Your objective: Your answer should be every line with the word "parked", copied from the data below.

[Dataset entries]

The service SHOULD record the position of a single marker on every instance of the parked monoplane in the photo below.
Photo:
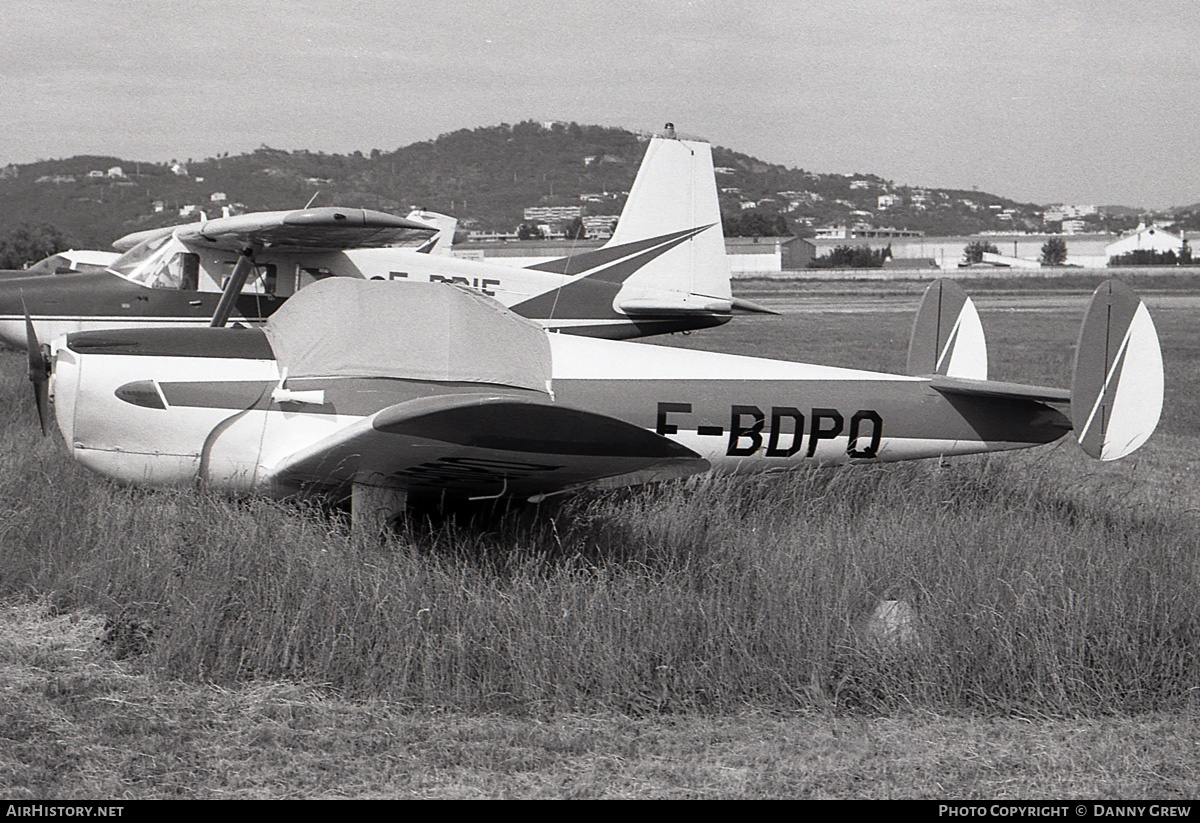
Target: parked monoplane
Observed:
(463, 397)
(665, 268)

Response area:
The service SHOULD record the position of a single marker on every instance of the parked monoplane in the photo below.
Target: parked monoplane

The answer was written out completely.